Yapmanız gerekenler —
A - PKK hakkındaki metne göre DEM heyeti Abdullah Öcalan ile hangi tarihte ve nerede görüştü?
B - PKK hakkındaki metinde "A. Öcalan ve Onun" sözcüklerinden başlayıp "teoriye göre konumlandırılmıştır." sözcükleri de dahil olmak üzere o kısmı olduğu gibi yazıya geçirin.
C - PKK hakkındaki metni, gösterilen son cümleden sonra devam ettirin.

Belge bölümü —
----------

Silah ve şiddetin devam etmesini isteyenlerin canını sıkan bu yeni karar karşısında, Kürt sorununun demokratik ve barışçıl çözümünü sabote etmek isteyenlerin boş durmayacağı açıktır. Bundan dolayıdır ki, PKK’nın bu açıklamalarına rağmen gözaltılar ve kimi antidemokratik uygulamalar devam etmekte, provokasyonlara varan gelişmeler yaşanmaktadır.

A. Öcalan ve PKK’nin bu yeni kararı, başta Güney Kürdistan Federe Yönetimi olmak üzere birçok ülke tarafından memnuniyetle karşılanmıştır. Kürt coğrafyasında, Güney Kürdistan, Rojava, Doğu Kürdistan ve Avrupa’daki birçok örgütlü yapı ve birey de bu gelişmelerden duyduğu memnuniyeti dile getirmiş, böylece Kürt coğrafyasında yeni bir sinerji yaratılmıştır.

A. Öcalan ve Onun Partisi PKK Neyi Savunuyor?

Temel hedefi demokratik toplum, demokratik konfederasyon ve ekolojik toplum olan PKK, ne kapitalist moderniteye ne de oligarşik despotik yönetim anlayışına dayanmaktadır. PKK, ulus devleti veya otokratik yönetim modellerini uzun zamandır savunmamakta, A. Öcalan’ın teorik çerçevesine uygun hareket etmektedir. Dolayısıyla bütün örgütlenme modelleri de bu teoriye göre konumlandırılmıştır.

DEM heyetinin 27 Şubat’ta Abdullah Öcalan ile İmralı’da görüştükten sonra İstanbul’da açıkladığı metinde yeni olan tek şey, PKK’nın kendisini feshetme istemi veya talimatıdır. Geri kalan her şey, PKK tarafından yıllardır savunulan görüşlerden ibarettir.

Ermeni Halkına Yönelik Görüşler

Konu ile ilgili olarak, A. Öcalan’ın Ermeni halkına yönelik 2020 yılında kaleme aldığı görüşlerine kısaca bakalım:

Özellikle kapitalist modernite ve onun tapınağı olan ulus devletlerin yarattığı tahribat nedeniyle bu topraklar, halklar ve kültürler mezarlığına dönüşmüştür. Monolitik ulus yaratma projeleri, Avrupa’dan Afrika’ya, Asya’dan Avustralya’ya kadar insanlığın bütün değerlerini al aşağı etmiş, binlerce yıllık kültürel mirasları ve değerleri yeryüzünden silip süpürmüştür. İnsanlığın ve medeniyetin ilk boy verdiği anavatanımız olan bu topraklar da bu felaketten fazlasıyla nasibini almıştır. Halklarımız arasına hançer gibi sokulan ırkçı-milliyetçi akımlar bu felaketin ideolojik altyapısını oluşturmuştur. Onlarca dil ve kültür bu yangın yerinde yok olmuş, birçok halk soykırım gibi insanlık suçları nedeniyle ortadan kaldırılmış, birçok inanç ve kültür de baskılar sonucunda yok edilmiştir.

----------

Verilen malzeme —

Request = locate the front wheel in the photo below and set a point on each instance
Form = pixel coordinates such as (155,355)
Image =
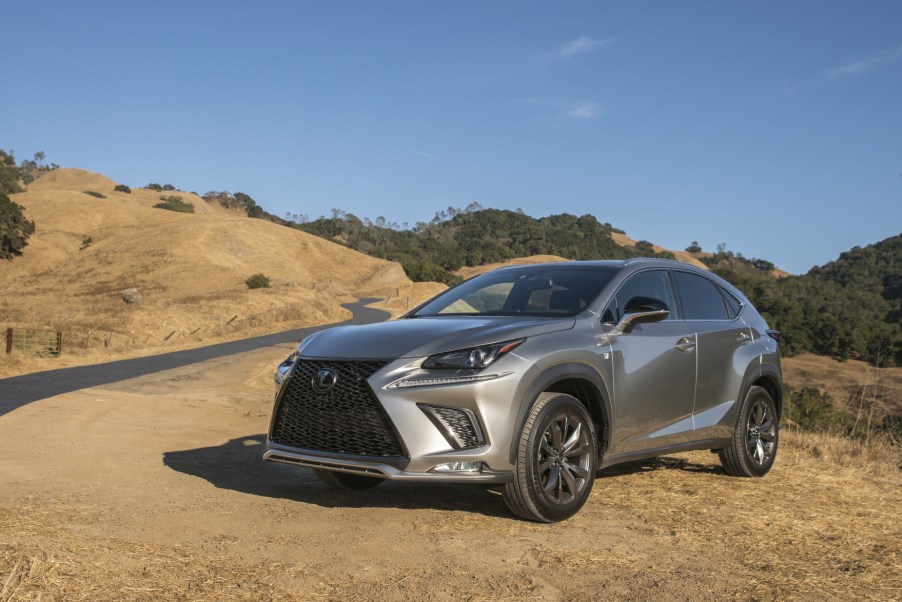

----------

Alıştırma yanıtları —
A - 27 Şubat'ta İmralı'da görüştü.

B -
A. Öcalan ve Onun Partisi PKK Neyi Savunuyor?

Temel hedefi demokratik toplum, demokratik konfederasyon ve ekolojik toplum olan PKK, ne kapitalist moderniteye ne de oligarşik despotik yönetim anlayışına dayanmaktadır. PKK, ulus devleti veya otokratik yönetim modellerini uzun zamandır savunmamakta, A. Öcalan’ın teorik çerçevesine uygun hareket etmektedir. Dolayısıyla bütün örgütlenme modelleri de bu teoriye göre konumlandırılmıştır.

C -
Geçen yüzyılın başında Ermeni halkına yönelik uygulanan soykırım planı da bu iğrenç politikaların en zalim örneklerinden biridir. Ermeni halkının içine düşürüldüğü durum tam bir soykırım gerçeğidir. Ancak tüm yaşananlara rağmen, Ermeni halkının kendini bugüne taşıyabilmesi büyük bir mucizedir. Bu mucize, hiç şüphesiz mazlum Ermeni halkının büyük emekleri ve mücadelesi sonucu gerçekleşmiştir.

Günümüzde Ermeni halkının yaşadığı tarihsel gerçekle bütün dünyanın yüzleşmesi ve Ermeni halkının acısını paylaşarak yasını tutmalarının önü açılmalıdır. Türkiye Cumhuriyeti’nin de bu olgunlukla meseleye yaklaşması ve bu acılı tarihle yüzleşmesi kaçınılmazdır.

Yeni Sürece Neden İhtiyaç Duyuldu?

Kanımca, Büyük Ortadoğu Projesi’nin (BOP) devamı niteliğindeki Ortadoğu’daki gelişmeler, özellikle Suriye’de yaşanan süreç, Türkiye’nin iç siyasetinde 100 yıllık Kürt sorununu bir çözüme kavuşturma ihtiyacını dayatmıştır. Konu, AKP-MHP iktidarının bir dönem daha devam edip etmemesinden çok daha derindir.

Bundan dolayıdır ki, düne kadar DEM Partisi’nin kapatılması gerektiğini söyleyen, milletvekillerinin maaşlarının şehit ailelerine tahsis edilmesini savunan MHP ve Genel Başkanı Devlet Bahçeli’nin, DEM milletvekillerinin elini sıkması tesadüf değildir. Hatırlanacağı üzere, Devlet Bahçeli, DEM Partisi yetkililerini arayarak, “PKK’nın ateşkes ilan edip, Öcalan’ın çağrısına uyacağını açıklamasından duyduğu memnuniyeti” dile getirmiş ve söz konusu kararın, Öcalan’ın çağrısını “destekleyici ve tamamlayıcı” özellikte olduğunu belirtmiştir.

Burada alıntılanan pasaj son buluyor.